In external validation against DPPOS data, RECODe predicted microvascular outcomes with C-statistics varying from 0.57 (for retinopathy) to 0.69 (for neuropathy; table 5). Once again, calibration was high (all passed GND tests, table 5, figure 1). In external validation against Look AHEAD data, RECODe predicted cardiovascular outcomes with C-statistics ranging from 0.67 (for stroke) to 0.79 (for cardiovascular mortality; table 5), with calibration outcomes passing GND tests for myocardial infarction, stroke, and congestive heart failure (table 5, figure 1). The external validation of the all-cause mortality equation had a C-statistic of 0.71 and also passed the GND test (table 5). As with ACCORD participants, DPPOS participants’ microvascular risks and Look AHEAD participants’ cardiovascular risks varied quite widely (figure 1).

● **ENTRIES SUPPLIED**:
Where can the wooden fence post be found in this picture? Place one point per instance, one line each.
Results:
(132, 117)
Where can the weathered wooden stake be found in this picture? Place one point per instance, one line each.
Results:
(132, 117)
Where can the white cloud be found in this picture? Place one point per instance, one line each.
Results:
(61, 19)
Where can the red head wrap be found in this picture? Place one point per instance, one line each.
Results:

● **WHAT YOU SHOULD DO**: Rewrite the validation excerpt, everything from "In external validation against DPPOS" down to "widely (figure 1).", and substitute "goodness of fit" for each "calibration". Work only from the validation excerpt.

● **REPLY TO THE TASK**:
In external validation against DPPOS data, RECODe predicted microvascular outcomes with C-statistics varying from 0.57 (for retinopathy) to 0.69 (for neuropathy; table 5). Once again, goodness of fit was high (all passed GND tests, table 5, figure 1). In external validation against Look AHEAD data, RECODe predicted cardiovascular outcomes with C-statistics ranging from 0.67 (for stroke) to 0.79 (for cardiovascular mortality; table 5), with goodness of fit outcomes passing GND tests for myocardial infarction, stroke, and congestive heart failure (table 5, figure 1). The external validation of the all-cause mortality equation had a C-statistic of 0.71 and also passed the GND test (table 5). As with ACCORD participants, DPPOS participants’ microvascular risks and Look AHEAD participants’ cardiovascular risks varied quite widely (figure 1).